[Records from a collection]
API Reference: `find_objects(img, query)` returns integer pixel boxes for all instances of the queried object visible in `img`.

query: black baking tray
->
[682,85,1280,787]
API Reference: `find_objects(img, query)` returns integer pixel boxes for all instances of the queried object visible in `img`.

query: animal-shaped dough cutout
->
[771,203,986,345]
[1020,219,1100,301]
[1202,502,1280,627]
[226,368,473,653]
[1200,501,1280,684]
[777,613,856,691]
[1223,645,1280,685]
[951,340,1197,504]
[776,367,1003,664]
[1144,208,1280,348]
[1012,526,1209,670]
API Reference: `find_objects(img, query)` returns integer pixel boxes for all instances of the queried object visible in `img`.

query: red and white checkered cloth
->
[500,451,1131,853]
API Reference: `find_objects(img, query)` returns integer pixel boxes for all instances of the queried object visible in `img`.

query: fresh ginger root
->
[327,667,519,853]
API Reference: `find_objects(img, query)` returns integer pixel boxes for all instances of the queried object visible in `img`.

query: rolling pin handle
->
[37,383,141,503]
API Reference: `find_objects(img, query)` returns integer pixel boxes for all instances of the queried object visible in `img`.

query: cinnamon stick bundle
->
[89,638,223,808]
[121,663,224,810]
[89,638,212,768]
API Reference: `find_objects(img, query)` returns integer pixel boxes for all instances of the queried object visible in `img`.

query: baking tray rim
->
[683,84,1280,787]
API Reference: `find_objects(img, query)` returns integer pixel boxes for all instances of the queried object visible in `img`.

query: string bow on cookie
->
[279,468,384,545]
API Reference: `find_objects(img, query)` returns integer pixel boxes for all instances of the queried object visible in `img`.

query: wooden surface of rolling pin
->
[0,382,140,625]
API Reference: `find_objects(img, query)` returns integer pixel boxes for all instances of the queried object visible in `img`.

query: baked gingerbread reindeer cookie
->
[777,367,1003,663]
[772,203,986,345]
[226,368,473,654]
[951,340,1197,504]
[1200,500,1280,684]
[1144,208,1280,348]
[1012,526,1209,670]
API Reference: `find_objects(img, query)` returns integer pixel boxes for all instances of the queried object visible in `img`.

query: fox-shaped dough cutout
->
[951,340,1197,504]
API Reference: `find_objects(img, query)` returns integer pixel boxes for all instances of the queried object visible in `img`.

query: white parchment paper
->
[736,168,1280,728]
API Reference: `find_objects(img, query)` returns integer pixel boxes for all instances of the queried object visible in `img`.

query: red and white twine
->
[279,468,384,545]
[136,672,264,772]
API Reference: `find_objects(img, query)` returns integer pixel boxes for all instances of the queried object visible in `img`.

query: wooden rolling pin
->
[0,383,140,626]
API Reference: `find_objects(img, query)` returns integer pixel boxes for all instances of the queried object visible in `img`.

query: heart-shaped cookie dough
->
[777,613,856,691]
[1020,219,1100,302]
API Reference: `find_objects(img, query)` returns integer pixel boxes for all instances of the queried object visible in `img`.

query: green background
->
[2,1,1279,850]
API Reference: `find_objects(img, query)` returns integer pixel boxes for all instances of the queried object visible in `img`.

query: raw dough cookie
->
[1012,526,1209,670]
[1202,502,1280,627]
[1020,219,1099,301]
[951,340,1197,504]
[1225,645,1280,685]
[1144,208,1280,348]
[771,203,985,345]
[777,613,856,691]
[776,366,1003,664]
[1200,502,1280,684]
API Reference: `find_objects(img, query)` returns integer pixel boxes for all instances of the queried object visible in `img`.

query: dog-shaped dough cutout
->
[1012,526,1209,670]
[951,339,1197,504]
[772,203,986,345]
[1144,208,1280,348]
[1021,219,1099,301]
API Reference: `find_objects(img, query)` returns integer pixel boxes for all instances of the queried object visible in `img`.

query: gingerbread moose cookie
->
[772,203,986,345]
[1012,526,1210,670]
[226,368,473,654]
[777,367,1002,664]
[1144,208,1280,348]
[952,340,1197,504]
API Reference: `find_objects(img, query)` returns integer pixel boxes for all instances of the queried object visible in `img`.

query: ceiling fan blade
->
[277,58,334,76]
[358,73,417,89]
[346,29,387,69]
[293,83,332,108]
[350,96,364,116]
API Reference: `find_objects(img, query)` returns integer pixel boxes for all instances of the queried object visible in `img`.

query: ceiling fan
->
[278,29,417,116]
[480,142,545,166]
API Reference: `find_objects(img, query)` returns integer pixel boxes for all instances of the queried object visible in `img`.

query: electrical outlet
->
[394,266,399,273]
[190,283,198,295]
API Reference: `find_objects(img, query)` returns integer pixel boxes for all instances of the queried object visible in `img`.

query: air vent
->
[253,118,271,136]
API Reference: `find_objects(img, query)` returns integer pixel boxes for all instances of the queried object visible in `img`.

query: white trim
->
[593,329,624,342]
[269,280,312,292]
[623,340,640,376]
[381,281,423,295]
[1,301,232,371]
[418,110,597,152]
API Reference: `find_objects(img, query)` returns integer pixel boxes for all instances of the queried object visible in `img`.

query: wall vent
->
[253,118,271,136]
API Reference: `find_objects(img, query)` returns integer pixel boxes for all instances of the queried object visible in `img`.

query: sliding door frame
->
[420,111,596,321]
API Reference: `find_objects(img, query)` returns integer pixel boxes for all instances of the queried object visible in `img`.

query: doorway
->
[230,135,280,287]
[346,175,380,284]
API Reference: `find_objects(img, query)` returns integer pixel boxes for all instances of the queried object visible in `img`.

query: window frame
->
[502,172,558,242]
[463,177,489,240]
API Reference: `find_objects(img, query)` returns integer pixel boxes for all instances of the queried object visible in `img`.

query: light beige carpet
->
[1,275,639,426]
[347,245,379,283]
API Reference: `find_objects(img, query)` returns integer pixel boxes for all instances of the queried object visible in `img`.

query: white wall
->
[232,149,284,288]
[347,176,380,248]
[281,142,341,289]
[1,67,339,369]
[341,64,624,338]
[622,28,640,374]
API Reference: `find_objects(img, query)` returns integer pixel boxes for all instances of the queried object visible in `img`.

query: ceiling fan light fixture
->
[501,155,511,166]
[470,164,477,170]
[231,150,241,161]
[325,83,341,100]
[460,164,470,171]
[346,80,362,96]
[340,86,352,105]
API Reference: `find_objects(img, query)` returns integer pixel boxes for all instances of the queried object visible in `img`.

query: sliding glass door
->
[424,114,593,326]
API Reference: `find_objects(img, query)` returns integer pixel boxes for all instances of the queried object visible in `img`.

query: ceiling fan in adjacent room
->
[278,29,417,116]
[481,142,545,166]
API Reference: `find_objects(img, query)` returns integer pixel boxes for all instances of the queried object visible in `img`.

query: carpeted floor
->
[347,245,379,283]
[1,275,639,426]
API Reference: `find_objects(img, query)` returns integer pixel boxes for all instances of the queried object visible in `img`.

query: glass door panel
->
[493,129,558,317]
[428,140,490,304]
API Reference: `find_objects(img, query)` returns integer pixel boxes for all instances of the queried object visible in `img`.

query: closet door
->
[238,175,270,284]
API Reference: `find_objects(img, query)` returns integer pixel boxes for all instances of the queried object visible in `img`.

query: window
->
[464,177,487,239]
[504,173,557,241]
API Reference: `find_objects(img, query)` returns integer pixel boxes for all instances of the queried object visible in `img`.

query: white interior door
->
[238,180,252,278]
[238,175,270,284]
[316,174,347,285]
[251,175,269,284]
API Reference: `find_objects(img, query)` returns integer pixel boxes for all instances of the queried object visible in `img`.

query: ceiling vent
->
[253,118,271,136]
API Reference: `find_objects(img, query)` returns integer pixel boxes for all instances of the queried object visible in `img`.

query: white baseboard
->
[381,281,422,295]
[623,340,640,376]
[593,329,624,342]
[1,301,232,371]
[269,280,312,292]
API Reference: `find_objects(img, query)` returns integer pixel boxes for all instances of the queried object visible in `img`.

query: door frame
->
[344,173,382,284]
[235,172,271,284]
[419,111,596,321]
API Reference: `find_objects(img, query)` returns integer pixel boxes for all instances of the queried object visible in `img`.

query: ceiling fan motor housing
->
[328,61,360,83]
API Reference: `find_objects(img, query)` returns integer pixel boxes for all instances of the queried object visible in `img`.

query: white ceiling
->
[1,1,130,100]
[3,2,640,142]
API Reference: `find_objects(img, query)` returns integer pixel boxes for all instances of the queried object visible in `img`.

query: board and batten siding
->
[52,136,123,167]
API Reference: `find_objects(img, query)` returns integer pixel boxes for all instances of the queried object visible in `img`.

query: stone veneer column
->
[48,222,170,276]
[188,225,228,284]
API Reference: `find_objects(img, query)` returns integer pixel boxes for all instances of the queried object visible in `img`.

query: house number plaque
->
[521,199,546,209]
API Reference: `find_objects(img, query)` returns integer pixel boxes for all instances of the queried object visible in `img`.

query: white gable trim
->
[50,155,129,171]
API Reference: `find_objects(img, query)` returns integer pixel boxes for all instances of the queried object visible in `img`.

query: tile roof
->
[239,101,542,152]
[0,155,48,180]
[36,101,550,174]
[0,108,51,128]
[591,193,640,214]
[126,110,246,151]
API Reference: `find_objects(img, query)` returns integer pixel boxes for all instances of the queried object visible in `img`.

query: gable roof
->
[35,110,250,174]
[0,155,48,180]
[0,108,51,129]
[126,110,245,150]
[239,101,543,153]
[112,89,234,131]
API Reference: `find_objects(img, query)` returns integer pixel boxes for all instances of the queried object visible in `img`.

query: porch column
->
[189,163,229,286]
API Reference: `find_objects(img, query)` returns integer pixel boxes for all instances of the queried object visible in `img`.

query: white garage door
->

(Problem requirements):
Search the lines above for the string "vent", then show every one that has it.

(Answer space):
query: air vent
query: wall vent
query: ceiling vent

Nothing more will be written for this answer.